#### Records shown:
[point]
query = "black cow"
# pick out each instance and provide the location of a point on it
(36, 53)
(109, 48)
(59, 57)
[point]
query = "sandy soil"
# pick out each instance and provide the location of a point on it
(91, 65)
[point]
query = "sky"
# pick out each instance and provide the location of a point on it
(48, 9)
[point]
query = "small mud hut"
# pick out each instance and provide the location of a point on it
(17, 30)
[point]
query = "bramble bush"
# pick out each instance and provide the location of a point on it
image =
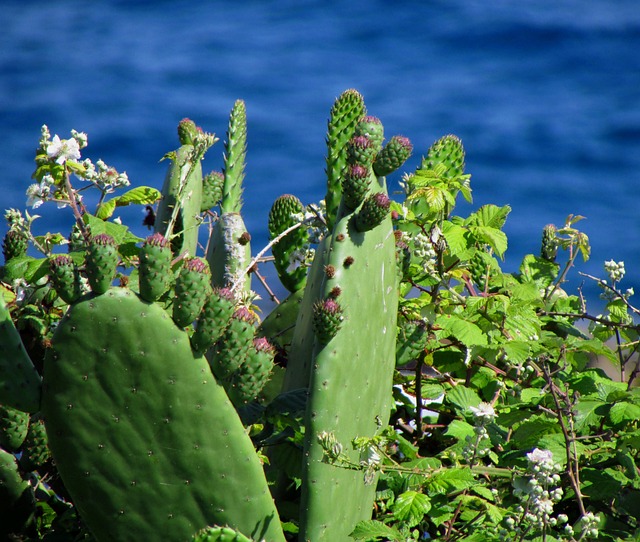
(502, 427)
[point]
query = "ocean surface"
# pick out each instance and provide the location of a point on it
(544, 94)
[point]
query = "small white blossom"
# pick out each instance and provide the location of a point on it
(483, 413)
(63, 149)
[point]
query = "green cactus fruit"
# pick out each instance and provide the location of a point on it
(182, 188)
(219, 534)
(285, 213)
(359, 361)
(65, 278)
(280, 323)
(14, 425)
(253, 374)
(327, 320)
(154, 273)
(392, 156)
(355, 185)
(15, 244)
(214, 319)
(449, 152)
(212, 185)
(16, 495)
(187, 132)
(411, 341)
(235, 159)
(347, 110)
(361, 151)
(101, 262)
(144, 438)
(234, 345)
(35, 449)
(76, 240)
(372, 128)
(374, 210)
(549, 248)
(191, 291)
(20, 383)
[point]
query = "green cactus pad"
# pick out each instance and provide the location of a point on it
(283, 215)
(449, 152)
(248, 382)
(14, 425)
(234, 345)
(550, 244)
(392, 156)
(182, 187)
(154, 273)
(355, 185)
(357, 363)
(229, 253)
(347, 110)
(219, 534)
(187, 132)
(16, 495)
(212, 185)
(35, 449)
(144, 438)
(101, 262)
(20, 383)
(65, 278)
(361, 151)
(372, 128)
(214, 319)
(373, 211)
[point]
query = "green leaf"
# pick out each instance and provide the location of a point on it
(450, 480)
(464, 331)
(375, 530)
(411, 507)
(463, 397)
(624, 412)
(142, 195)
(106, 208)
(459, 430)
(490, 216)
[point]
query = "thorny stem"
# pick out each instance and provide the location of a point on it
(74, 205)
(262, 253)
(573, 469)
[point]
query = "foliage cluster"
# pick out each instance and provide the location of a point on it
(502, 429)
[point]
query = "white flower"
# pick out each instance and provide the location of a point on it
(484, 412)
(540, 457)
(63, 149)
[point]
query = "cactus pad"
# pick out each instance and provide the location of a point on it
(144, 438)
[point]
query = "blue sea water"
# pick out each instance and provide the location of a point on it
(544, 94)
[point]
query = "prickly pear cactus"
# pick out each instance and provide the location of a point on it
(19, 381)
(344, 348)
(229, 251)
(144, 438)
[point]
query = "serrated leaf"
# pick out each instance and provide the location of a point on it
(450, 480)
(459, 430)
(411, 507)
(141, 195)
(464, 331)
(463, 397)
(624, 412)
(375, 530)
(106, 208)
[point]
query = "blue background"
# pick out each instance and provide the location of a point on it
(544, 94)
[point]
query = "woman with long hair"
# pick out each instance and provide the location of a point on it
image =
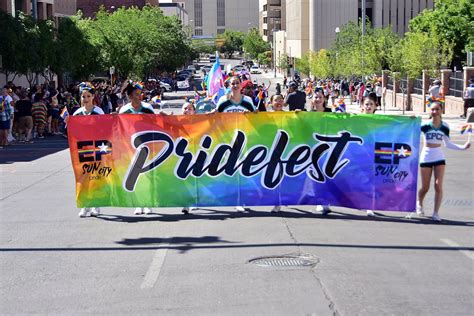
(432, 160)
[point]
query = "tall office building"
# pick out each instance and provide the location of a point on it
(90, 7)
(312, 24)
(272, 18)
(212, 17)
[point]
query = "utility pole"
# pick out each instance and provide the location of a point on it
(363, 34)
(34, 9)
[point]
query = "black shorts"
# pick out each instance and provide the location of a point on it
(432, 164)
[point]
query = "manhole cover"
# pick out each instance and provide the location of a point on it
(285, 261)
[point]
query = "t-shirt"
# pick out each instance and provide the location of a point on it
(23, 108)
(145, 108)
(82, 111)
(5, 108)
(225, 104)
(296, 100)
(434, 91)
(435, 135)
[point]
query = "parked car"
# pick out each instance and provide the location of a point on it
(238, 68)
(165, 86)
(206, 68)
(183, 82)
(255, 70)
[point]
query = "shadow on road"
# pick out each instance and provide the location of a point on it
(213, 214)
(177, 243)
(23, 152)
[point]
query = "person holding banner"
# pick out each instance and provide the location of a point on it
(432, 159)
(136, 106)
(87, 91)
(235, 101)
(369, 106)
(369, 103)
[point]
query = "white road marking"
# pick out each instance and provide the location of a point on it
(451, 243)
(155, 267)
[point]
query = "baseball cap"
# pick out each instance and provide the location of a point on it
(247, 84)
(293, 84)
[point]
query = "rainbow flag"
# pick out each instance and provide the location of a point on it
(466, 129)
(64, 113)
(340, 106)
(226, 159)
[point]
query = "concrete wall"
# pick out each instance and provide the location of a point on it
(297, 27)
(416, 102)
(324, 17)
(239, 15)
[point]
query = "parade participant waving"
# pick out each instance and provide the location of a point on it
(432, 159)
(136, 106)
(87, 90)
(235, 101)
(277, 102)
(318, 101)
(318, 104)
(369, 105)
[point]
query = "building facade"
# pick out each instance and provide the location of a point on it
(297, 27)
(213, 17)
(175, 9)
(272, 18)
(41, 9)
(90, 7)
(313, 24)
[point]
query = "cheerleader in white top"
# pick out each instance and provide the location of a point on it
(432, 159)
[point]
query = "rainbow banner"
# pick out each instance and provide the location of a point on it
(228, 159)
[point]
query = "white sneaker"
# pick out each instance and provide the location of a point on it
(419, 209)
(276, 209)
(436, 217)
(83, 212)
(138, 211)
(95, 211)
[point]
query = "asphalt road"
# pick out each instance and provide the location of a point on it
(53, 262)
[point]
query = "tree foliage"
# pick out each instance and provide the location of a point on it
(451, 26)
(321, 64)
(136, 41)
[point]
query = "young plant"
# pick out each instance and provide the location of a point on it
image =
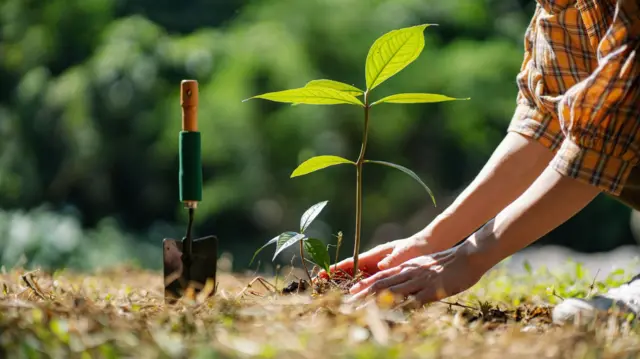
(388, 55)
(314, 247)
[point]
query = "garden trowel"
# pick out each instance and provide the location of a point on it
(189, 264)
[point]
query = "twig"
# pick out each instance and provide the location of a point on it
(304, 264)
(456, 304)
(593, 284)
(25, 277)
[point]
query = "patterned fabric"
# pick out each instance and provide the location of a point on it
(579, 88)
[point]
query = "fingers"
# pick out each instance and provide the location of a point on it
(375, 279)
(368, 259)
(397, 257)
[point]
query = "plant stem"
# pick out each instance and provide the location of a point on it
(304, 264)
(359, 164)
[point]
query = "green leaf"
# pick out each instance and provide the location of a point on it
(317, 163)
(318, 252)
(273, 240)
(336, 85)
(287, 240)
(392, 52)
(280, 239)
(416, 98)
(407, 171)
(311, 96)
(311, 214)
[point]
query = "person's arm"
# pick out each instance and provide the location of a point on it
(514, 165)
(550, 201)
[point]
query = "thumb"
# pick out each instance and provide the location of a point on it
(398, 256)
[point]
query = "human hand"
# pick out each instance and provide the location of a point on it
(387, 255)
(427, 278)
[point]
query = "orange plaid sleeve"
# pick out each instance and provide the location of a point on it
(600, 115)
(532, 118)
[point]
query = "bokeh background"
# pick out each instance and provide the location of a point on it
(90, 114)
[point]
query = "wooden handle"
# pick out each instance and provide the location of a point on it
(189, 103)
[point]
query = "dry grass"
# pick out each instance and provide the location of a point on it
(120, 314)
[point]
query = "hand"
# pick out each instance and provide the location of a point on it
(387, 255)
(428, 278)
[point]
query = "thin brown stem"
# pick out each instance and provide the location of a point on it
(304, 264)
(359, 165)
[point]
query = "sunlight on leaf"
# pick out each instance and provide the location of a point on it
(311, 96)
(281, 238)
(310, 215)
(336, 85)
(287, 240)
(407, 171)
(317, 163)
(416, 98)
(392, 52)
(318, 252)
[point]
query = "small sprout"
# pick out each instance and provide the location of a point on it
(387, 56)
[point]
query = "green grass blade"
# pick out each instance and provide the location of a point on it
(416, 98)
(317, 163)
(407, 171)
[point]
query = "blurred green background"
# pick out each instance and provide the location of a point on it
(90, 114)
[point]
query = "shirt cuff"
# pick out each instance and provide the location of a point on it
(607, 173)
(541, 127)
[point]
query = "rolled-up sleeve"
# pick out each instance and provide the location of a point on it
(600, 116)
(531, 118)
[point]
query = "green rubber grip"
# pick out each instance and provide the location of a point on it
(190, 166)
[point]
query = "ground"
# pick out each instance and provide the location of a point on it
(120, 313)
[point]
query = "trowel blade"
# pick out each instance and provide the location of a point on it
(204, 263)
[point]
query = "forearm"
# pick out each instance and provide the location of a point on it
(550, 201)
(514, 165)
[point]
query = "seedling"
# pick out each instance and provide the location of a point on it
(388, 55)
(313, 246)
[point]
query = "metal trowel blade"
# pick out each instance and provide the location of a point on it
(204, 261)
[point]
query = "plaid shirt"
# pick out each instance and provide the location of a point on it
(579, 88)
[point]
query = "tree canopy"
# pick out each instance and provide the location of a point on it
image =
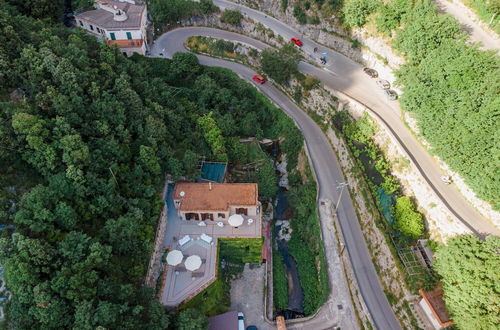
(85, 151)
(408, 221)
(470, 271)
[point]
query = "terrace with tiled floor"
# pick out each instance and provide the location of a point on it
(181, 285)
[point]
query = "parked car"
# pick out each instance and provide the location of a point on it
(296, 41)
(241, 321)
(372, 73)
(391, 95)
(384, 84)
(259, 79)
(446, 179)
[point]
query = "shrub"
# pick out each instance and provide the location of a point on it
(232, 17)
(284, 5)
(390, 15)
(306, 247)
(470, 274)
(280, 284)
(424, 31)
(356, 11)
(408, 221)
(310, 83)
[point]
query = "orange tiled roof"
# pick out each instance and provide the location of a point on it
(199, 196)
(104, 18)
(133, 43)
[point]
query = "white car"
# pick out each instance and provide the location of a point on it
(446, 179)
(241, 321)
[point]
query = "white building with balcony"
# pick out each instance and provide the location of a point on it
(122, 23)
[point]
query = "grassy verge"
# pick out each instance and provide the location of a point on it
(375, 170)
(306, 245)
(486, 11)
(219, 48)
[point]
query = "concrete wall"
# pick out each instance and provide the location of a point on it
(429, 314)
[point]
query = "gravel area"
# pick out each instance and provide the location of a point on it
(247, 296)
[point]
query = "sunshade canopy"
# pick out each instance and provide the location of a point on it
(193, 262)
(174, 257)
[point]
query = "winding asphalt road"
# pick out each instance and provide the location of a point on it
(326, 168)
(346, 76)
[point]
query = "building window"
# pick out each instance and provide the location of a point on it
(207, 216)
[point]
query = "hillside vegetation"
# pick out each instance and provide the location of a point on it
(83, 155)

#### The request:
Show every line of the records above that contains the string "person", matching case exactly.

#### Result of this exercise:
query = "person holding banner"
query = "person's arm"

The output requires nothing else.